(Region pointing data)
--
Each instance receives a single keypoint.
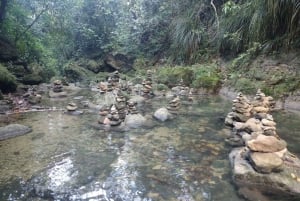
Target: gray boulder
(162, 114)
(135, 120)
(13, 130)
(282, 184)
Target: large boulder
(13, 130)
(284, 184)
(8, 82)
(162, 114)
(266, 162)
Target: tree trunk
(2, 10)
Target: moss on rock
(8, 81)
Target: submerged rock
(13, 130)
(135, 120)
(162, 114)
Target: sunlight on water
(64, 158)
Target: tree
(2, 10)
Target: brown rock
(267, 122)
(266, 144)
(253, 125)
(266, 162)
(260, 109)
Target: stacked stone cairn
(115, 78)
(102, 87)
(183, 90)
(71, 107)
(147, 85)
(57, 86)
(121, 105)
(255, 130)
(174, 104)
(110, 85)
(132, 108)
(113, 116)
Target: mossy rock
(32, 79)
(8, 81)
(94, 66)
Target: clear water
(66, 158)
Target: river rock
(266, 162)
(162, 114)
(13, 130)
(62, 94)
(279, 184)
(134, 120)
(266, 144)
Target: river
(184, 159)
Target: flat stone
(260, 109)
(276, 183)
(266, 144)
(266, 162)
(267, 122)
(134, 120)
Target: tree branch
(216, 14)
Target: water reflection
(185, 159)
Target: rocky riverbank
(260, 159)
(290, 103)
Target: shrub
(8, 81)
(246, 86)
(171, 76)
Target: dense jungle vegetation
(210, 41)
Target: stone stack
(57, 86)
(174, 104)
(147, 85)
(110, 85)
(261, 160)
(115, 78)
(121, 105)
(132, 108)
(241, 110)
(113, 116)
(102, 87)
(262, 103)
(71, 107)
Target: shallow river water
--
Activity: Write out every record above exactly as it stands, but leave out the pictures.

Solution to the problem:
Each instance receives a single keypoint.
Target: gray boulder
(162, 114)
(135, 120)
(13, 130)
(282, 184)
Target: large boulder
(13, 130)
(284, 184)
(8, 82)
(162, 114)
(266, 162)
Target: tree trunk
(2, 10)
Target: moss on rock
(8, 81)
Target: submerged rock
(13, 130)
(135, 120)
(162, 114)
Target: sunlight on water
(64, 158)
Target: tree
(2, 10)
Target: brown rock
(267, 122)
(266, 144)
(253, 125)
(266, 162)
(260, 109)
Target: stacked stone cairn
(115, 78)
(102, 87)
(183, 90)
(71, 107)
(147, 85)
(57, 86)
(121, 105)
(255, 130)
(174, 104)
(110, 85)
(132, 108)
(113, 116)
Target: mossy rock
(32, 79)
(8, 81)
(94, 66)
Target: clear water
(66, 158)
Target: river rock
(266, 162)
(162, 114)
(13, 130)
(62, 94)
(279, 184)
(134, 120)
(266, 144)
Target: river
(184, 159)
Target: flat stone
(260, 109)
(276, 183)
(266, 144)
(266, 162)
(267, 122)
(134, 120)
Target: tree branch
(216, 14)
Target: water reflection
(185, 159)
Target: rocky riverbank
(260, 159)
(290, 103)
Target: shrub
(8, 81)
(246, 86)
(171, 76)
Target: dense jungle vegetation
(210, 41)
Target: stone stack
(57, 86)
(174, 104)
(147, 85)
(110, 85)
(261, 160)
(115, 78)
(121, 105)
(132, 108)
(241, 110)
(113, 116)
(102, 87)
(262, 103)
(71, 107)
Target: shallow river water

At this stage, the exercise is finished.